-- Stated exercise 1 --
Rewrite each of the rows below, replacing "beige building" with "tan building" and leaving everything else unchanged.

-- Selection --
Loading Entity Collection Takes too long

Posts   
1  /  2
 
    
Hameed
User
Posts: 34
Joined: 02-May-2005
# Posted on: 11-Jul-2005 02:17:25   

Hi,

I am using serialized entitycollection (Adaptor) to synch data between desktop and pda. I am finding a problem when reading data back into the entitycollection on the pda. It just takes too long.

I am reading two records where one of the records contains about 20 sub records. Information in these records is limited. To read this xml (which is about 140kb) into an entitycollection takes about 4 minutes. This is obvously way too long.

Is there a reason for the entitycollection taking such a long time? Is there away to improve this performance?

As you would agree this is way too long to make the application useable. I have avoided using sqlce db by providing a custom data store (xml files). All components are in place. The only real issue now is that the loading of the xml in the entitycollection (readxml) is taking way too long.

I have also tried to serialize while on the device which takes equally long.

Any ideas/help would be greatly appreciated. Thanks Hameed.

-- Stated exercise 2 --
Reproduce everything in the thread above from "As you would" down to "taking way too long.".

-- Dataset excerpts --
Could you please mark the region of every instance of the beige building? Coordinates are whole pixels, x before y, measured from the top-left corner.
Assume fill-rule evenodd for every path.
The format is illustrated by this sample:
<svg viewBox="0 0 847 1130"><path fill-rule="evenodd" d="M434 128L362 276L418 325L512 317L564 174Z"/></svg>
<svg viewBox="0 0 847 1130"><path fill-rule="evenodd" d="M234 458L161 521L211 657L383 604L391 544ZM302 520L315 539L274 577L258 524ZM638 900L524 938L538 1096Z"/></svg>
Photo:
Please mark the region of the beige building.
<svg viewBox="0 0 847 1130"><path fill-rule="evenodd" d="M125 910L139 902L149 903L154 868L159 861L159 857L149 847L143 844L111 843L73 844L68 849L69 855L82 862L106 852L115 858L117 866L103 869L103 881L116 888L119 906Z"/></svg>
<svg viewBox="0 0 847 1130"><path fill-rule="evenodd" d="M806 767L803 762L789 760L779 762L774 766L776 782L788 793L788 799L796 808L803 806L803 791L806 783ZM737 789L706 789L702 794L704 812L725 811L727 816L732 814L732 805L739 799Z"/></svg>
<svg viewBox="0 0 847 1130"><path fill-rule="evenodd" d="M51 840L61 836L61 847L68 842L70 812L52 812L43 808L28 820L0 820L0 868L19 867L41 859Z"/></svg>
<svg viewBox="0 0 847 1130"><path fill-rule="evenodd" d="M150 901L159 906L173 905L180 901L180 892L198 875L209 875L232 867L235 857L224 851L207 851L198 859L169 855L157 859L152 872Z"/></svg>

-- Correct result 1 --
Could you please mark the region of every instance of the tan building? Coordinates are whole pixels, x before y, measured from the top-left corner.
Assume fill-rule evenodd for every path.
The format is illustrated by this sample:
<svg viewBox="0 0 847 1130"><path fill-rule="evenodd" d="M434 128L362 276L418 325L512 317L564 174Z"/></svg>
<svg viewBox="0 0 847 1130"><path fill-rule="evenodd" d="M234 458L161 521L211 657L383 604L391 544ZM302 520L315 539L274 577L258 524ZM638 900L524 938L538 1096Z"/></svg>
Photo:
Please mark the region of the tan building.
<svg viewBox="0 0 847 1130"><path fill-rule="evenodd" d="M125 910L139 902L149 903L154 868L159 861L159 857L149 847L143 844L111 843L73 844L68 849L69 855L82 862L106 852L115 858L117 866L103 869L103 881L116 888L119 906Z"/></svg>
<svg viewBox="0 0 847 1130"><path fill-rule="evenodd" d="M806 767L803 762L789 760L779 762L774 766L776 782L788 793L788 799L796 808L803 806L803 791L806 783ZM737 789L706 789L702 794L704 812L725 811L727 816L732 814L732 805L739 799Z"/></svg>
<svg viewBox="0 0 847 1130"><path fill-rule="evenodd" d="M51 840L61 836L61 847L68 842L70 812L52 812L43 808L28 820L0 820L0 868L19 867L41 859Z"/></svg>
<svg viewBox="0 0 847 1130"><path fill-rule="evenodd" d="M150 901L159 906L173 905L180 901L180 892L198 875L209 875L232 867L235 857L224 851L207 851L198 859L169 855L157 859L152 872Z"/></svg>

-- Correct result 2 --
As you would agree this is way too long to make the application useable. I have avoided using sqlce db by providing a custom data store (xml files). All components are in place. The only real issue now is that the loading of the xml in the entitycollection (readxml) is taking way too long.